* ИСХОДНЫЙ ОТРЫВОК:
Выбрать главу

Правда, что в числе виденных нами «бродяг духовного чина» есть монахи и послушники, в священный сан не рукоположенные, а также были и просто «священнические сыновья» и инокини, которые тоже священнодействовать не могут. Но что касается всех не посвященных в сан бродяг мужского пола, то недостаток посвящения им нимало мешал, потому что, имея навык к церковному обиходу, они или добывали себе рукоположение «за рубежом» у единоверных нам славян или в Молдавии и потом были «переправляемы» раскольниками, или же приходили иногда к сим последним с обманом. Брали с собою какую-нибудь «воровскую грамоту» или просто уверяли, будто имеют посвящение, и прямо «переправлялись» и начинали священнодействовать без благодатных даров священства точно так же, как будто они имели на себе эти дары по рукоположению. Случаи самочинства в этом роде бывали в чрезвычайном изобилии.

* ПИСЬМЕННОЕ ЗАДАНИЕ A:
Где, судя по отрывку о бродягах духовного чина, не посвящённые в сан добывали себе рукоположение?
* ПИСЬМЕННОЕ ЗАДАНИЕ B:
Процитируйте отрывок о бродягах духовного чина, начиная со слов «Выбрать главу» и заканчивая словами «в чрезвычайном изобилии.».
* ПИСЬМЕННОЕ ЗАДАНИЕ C:
Продолжите отрывок о бродягах духовного чина после его последнего предложения.
Данные здесь ни при чём.

[Записи для разметки ограничивающих рамок]
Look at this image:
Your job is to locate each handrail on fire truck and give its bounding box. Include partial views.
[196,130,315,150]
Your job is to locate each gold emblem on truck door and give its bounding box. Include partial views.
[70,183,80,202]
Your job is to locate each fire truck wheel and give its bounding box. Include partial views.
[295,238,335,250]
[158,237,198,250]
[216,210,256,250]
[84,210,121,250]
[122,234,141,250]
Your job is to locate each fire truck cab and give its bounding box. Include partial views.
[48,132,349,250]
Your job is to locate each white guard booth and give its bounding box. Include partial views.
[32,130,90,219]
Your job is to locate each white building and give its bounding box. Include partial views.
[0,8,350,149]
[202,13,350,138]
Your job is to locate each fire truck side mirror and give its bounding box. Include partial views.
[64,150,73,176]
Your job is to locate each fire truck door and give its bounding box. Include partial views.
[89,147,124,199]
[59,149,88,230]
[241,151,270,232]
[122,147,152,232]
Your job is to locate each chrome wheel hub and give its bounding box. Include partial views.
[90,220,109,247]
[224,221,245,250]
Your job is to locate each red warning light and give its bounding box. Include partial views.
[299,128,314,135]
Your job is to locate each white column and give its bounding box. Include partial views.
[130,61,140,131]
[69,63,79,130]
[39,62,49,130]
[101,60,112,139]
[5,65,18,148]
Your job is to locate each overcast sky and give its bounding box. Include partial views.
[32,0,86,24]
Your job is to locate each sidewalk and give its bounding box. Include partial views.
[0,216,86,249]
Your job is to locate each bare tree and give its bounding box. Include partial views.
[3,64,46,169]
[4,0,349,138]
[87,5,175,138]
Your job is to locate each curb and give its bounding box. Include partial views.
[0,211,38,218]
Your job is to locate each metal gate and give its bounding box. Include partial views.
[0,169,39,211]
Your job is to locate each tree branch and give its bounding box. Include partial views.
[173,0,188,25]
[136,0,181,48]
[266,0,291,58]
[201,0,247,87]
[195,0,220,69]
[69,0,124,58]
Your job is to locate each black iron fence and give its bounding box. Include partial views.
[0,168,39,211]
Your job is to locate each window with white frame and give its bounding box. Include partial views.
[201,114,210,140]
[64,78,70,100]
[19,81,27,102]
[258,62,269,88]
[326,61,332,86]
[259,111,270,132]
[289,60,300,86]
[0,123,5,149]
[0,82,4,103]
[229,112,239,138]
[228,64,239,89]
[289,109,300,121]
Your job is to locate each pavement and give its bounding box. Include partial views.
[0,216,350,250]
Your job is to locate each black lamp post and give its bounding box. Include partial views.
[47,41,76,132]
==
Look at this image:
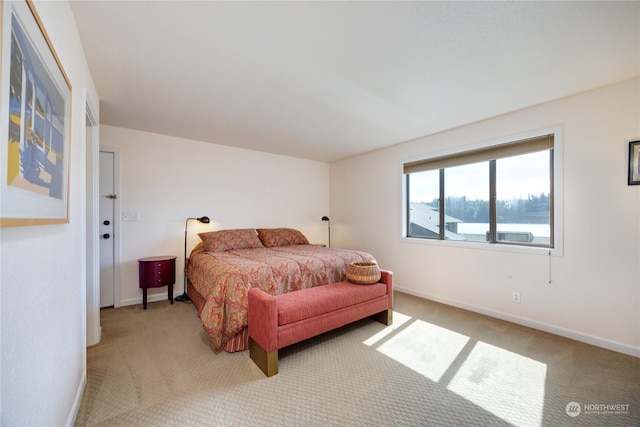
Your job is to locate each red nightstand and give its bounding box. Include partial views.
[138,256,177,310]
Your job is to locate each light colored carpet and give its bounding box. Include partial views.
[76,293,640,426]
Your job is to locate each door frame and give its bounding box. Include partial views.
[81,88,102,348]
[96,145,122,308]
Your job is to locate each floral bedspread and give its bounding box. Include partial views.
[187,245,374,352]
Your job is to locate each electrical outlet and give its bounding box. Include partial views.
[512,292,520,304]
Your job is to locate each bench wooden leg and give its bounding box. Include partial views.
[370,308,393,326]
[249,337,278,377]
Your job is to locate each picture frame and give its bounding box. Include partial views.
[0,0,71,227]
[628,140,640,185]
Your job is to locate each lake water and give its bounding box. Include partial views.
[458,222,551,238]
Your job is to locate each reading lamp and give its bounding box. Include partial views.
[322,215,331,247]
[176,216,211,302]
* * *
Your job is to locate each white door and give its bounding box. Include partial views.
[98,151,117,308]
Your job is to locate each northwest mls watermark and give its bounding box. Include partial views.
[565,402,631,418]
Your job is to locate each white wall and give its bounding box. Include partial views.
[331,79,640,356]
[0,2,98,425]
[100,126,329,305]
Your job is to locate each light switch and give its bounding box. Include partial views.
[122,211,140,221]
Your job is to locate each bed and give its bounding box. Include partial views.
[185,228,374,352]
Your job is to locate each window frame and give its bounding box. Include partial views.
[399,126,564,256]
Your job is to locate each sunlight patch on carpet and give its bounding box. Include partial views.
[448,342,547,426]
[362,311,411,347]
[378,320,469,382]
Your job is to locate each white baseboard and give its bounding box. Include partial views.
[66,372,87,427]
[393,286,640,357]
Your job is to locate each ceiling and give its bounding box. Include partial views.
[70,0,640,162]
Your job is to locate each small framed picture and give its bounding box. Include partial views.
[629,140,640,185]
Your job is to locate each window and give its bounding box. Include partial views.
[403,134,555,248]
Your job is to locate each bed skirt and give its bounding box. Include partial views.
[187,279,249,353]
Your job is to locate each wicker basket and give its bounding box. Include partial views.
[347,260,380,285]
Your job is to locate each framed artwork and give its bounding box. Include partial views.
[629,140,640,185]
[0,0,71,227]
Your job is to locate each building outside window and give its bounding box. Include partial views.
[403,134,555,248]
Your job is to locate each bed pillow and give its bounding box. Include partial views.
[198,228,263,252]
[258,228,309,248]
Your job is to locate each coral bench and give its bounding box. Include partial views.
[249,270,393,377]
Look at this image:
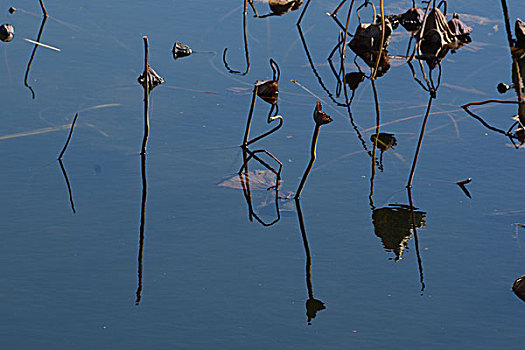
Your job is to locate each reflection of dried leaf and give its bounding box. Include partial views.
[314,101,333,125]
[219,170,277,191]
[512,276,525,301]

* ОТВЕТ A:
«За рубежом» у единоверных славян или в Молдавии.

* ОТВЕТ B:
Выбрать главу

Правда, что в числе виденных нами «бродяг духовного чина» есть монахи и послушники, в священный сан не рукоположенные, а также были и просто «священнические сыновья» и инокини, которые тоже священнодействовать не могут. Но что касается всех не посвященных в сан бродяг мужского пола, то недостаток посвящения им нимало мешал, потому что, имея навык к церковному обиходу, они или добывали себе рукоположение «за рубежом» у единоверных нам славян или в Молдавии и потом были «переправляемы» раскольниками, или же приходили иногда к сим последним с обманом. Брали с собою какую-нибудь «воровскую грамоту» или просто уверяли, будто имеют посвящение, и прямо «переправлялись» и начинали священнодействовать без благодатных даров священства точно так же, как будто они имели на себе эти дары по рукоположению. Случаи самочинства в этом роде бывали в чрезвычайном изобилии.

* ОТВЕТ C:
А что касается инокинь, то они обыкновенно или выдавали себя «за жен» беглых вдовых попов или иеромонахов и иеродьяконов, которые, сбежав в раскол и «переправясь», называли себя «белыми попами» и имели отвагу жить с беглыми, но не снявшими обетов девства, инокинями, как с женами, и приживали с ними детей. Пожилым инокиням, может быть, и тяжеловаты были обязанности материнства, но они смирялись и доживали век свой, называясь попадьями или дьяконицами – какая к кому доспела попасть в пору. В большинстве случаев это вовсе не обнаруживалось, но иногда, если и бывало в подозрении, то не преследовалось весьма на этот счет терпимыми нравами раскола, который выработал себе правило, что «тайно содеянное – тайно и судится». Те же инокини, которые не попадали в сожительство к мужчинам из бродяг духовного чина под видом их попадей и дьякониц, всего вероятнее, продолжали девствовать в раскольничьих скитах, где розыск беглых людей в то время был чрезвычайно труден.

Все это положение, вместе взятое, кажется, достойно быть поставлено в числе доводов, что клировые нравы в православной церкви теперь не понизились, а повысились, ибо теперь такое явление, как бродяжество лиц духовного чина, означенное в указах, уже невозможно.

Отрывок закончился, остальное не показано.